- Activities -
• A. Retype the part of the eDNA webinar announcement between "Advance Topics in" and "Wednesday, February 19.", inclusive.
• B. List every material that the eDNA webinar announcement says organisms shed genetic material into the environment in.

- Source extract -
━━━
Tuesday, February 18, 2014

Free Webinar: Environmental DNA (eDNA): An early detection surveillance tool for invasive Bighead and Silver Carp

Advance Topics in Conservation Genetics, a webinar series will present "Environmental DNA (eDNA): An early detection surveillance tool for invasive Bighead and Silver Carp" on Wednesday, February 19. 

The webinar will take place from 2-3 pm (eastern time), presented by Emy Monroe, Geneticists
for USFWS Region 3, La Crosse Fish Health Center.

Environmental DNA (eDNA) has been used as an early detection tool for aquatic invasive species. eDNA is genetic material shed by living or dead organisms into the environment in urine, feces, mucous, or sloughed cells and can be detected by polymerase chain reaction which targets specific species DNA in environmental samples. Monitoring efforts with eDNA for Bighead and Silver Carp in the Chicago Area Waterway (CWS) were initiated in 2009 by the University of Notre Dame, and then continued by the US Corps of Engineers from 2010 to 2012. Along with eDNA in 2010, complementary field sampling with traditional gears was added to the monitoring program with interagency cooperation among the FWS and Illinois Department of Natural Resources. In 2013, the FWS assumed responsibility for both eDNA and traditional monitoring in the CAWS and also expanded eDNA monitoring to the Great Lakes, and Ohio and Mississippi Rivers. The current FWS Asian carp eDNA monitoring program employs rigorous quality control measures outlined in the Quality Assurance Project Protocol (QAPP), which has been peer reviewed by three external groups. However, additional research to refine and improve eDNA techniques is currently ongoing in a multi-agency cooperative eDNA calibration study (ECALS). Results from ECALS are validated in multi-laboratories and then incorporated annually into the QAPP to increase confidence in the interpretation of eDNA results as well as improve efficiency and reduce costs.
━━━
- Extracted information -
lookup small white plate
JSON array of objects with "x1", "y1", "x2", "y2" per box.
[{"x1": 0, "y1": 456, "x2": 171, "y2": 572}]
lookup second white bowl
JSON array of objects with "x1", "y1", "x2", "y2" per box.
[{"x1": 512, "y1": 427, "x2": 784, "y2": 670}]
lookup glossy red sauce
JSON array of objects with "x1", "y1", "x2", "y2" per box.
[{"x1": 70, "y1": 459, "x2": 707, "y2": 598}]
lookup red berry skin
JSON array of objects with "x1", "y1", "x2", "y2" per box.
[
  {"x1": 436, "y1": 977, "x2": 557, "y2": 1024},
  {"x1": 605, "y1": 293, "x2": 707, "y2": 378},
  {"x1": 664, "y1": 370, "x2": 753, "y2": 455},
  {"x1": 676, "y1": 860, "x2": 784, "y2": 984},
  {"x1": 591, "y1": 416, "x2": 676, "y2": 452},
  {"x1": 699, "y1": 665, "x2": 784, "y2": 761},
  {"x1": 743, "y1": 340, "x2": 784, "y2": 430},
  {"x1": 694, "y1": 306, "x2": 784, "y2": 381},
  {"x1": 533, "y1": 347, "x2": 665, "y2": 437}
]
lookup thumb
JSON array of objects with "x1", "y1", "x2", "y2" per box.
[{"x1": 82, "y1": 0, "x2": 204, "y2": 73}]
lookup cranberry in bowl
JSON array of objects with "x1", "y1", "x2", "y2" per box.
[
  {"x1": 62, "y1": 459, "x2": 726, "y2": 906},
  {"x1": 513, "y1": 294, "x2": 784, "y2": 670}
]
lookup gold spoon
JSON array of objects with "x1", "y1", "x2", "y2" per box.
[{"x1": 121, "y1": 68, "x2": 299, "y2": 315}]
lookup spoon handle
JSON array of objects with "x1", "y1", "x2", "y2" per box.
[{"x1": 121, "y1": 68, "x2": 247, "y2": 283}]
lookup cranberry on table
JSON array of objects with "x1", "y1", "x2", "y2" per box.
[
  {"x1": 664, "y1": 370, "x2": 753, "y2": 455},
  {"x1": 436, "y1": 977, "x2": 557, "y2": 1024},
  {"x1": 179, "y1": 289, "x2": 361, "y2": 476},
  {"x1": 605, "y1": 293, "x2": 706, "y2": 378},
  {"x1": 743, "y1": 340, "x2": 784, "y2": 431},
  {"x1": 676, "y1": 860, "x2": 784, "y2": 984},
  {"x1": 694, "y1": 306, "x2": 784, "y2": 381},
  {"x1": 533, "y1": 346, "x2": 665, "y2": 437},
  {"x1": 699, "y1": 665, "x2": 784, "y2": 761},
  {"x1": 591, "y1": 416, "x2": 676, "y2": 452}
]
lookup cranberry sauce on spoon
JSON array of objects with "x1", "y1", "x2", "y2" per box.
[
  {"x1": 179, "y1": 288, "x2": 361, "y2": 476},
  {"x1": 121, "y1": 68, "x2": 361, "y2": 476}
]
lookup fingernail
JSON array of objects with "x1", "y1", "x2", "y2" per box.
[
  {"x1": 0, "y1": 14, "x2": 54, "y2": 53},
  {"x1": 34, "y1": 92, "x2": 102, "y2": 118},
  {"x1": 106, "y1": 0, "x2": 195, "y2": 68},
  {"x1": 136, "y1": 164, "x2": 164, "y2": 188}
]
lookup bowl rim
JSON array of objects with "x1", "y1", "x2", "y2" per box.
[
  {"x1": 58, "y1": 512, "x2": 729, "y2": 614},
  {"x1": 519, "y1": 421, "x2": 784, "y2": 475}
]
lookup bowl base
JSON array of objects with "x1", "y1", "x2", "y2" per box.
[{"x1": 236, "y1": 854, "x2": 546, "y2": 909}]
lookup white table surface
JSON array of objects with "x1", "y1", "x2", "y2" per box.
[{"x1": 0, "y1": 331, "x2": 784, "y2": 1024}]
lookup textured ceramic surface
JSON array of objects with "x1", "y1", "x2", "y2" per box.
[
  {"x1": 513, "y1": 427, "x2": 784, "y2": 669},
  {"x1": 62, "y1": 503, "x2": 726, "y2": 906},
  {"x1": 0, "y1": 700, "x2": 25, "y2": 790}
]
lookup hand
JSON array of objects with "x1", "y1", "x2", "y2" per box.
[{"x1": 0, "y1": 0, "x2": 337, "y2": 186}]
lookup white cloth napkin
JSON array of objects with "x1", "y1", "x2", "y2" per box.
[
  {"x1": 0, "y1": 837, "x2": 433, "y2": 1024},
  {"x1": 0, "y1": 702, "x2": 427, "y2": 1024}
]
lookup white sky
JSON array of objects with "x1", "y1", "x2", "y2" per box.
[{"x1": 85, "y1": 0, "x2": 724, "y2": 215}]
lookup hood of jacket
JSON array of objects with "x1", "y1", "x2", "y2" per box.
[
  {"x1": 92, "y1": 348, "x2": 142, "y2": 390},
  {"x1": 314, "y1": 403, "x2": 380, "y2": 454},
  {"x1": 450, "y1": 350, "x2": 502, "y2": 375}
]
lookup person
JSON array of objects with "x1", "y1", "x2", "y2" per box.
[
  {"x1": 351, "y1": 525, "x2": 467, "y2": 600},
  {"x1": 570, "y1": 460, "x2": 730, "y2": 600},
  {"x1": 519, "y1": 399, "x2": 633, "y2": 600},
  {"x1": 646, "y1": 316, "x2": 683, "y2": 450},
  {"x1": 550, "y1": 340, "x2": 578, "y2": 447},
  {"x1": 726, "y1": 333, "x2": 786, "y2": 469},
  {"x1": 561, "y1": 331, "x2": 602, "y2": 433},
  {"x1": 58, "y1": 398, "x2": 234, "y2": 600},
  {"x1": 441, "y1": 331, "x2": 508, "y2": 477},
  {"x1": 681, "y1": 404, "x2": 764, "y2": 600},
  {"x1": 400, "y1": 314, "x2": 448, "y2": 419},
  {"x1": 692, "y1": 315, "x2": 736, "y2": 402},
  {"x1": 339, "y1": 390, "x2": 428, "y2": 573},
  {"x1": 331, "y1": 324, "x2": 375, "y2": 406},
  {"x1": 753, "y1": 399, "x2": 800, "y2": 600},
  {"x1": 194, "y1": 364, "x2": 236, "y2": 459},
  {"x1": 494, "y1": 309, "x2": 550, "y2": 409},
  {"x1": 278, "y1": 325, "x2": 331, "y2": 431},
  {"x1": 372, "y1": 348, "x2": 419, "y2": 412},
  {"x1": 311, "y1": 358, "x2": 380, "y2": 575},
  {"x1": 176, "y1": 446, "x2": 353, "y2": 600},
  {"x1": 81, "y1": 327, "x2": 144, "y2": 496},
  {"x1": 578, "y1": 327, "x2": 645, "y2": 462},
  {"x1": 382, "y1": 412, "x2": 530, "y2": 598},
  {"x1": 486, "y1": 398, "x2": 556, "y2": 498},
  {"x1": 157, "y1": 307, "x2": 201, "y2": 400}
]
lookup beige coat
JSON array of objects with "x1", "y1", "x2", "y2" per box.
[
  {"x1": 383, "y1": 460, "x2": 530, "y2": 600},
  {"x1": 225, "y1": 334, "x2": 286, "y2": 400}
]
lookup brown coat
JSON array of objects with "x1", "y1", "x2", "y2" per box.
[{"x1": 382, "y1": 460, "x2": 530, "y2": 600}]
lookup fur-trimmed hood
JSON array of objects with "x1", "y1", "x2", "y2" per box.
━━━
- Task answers -
• A.
Advance Topics in Conservation Genetics, a webinar series will present "Environmental DNA (eDNA): An early detection surveillance tool for invasive Bighead and Silver Carp" on Wednesday, February 19.

• B. urine, feces, mucous, sloughed cells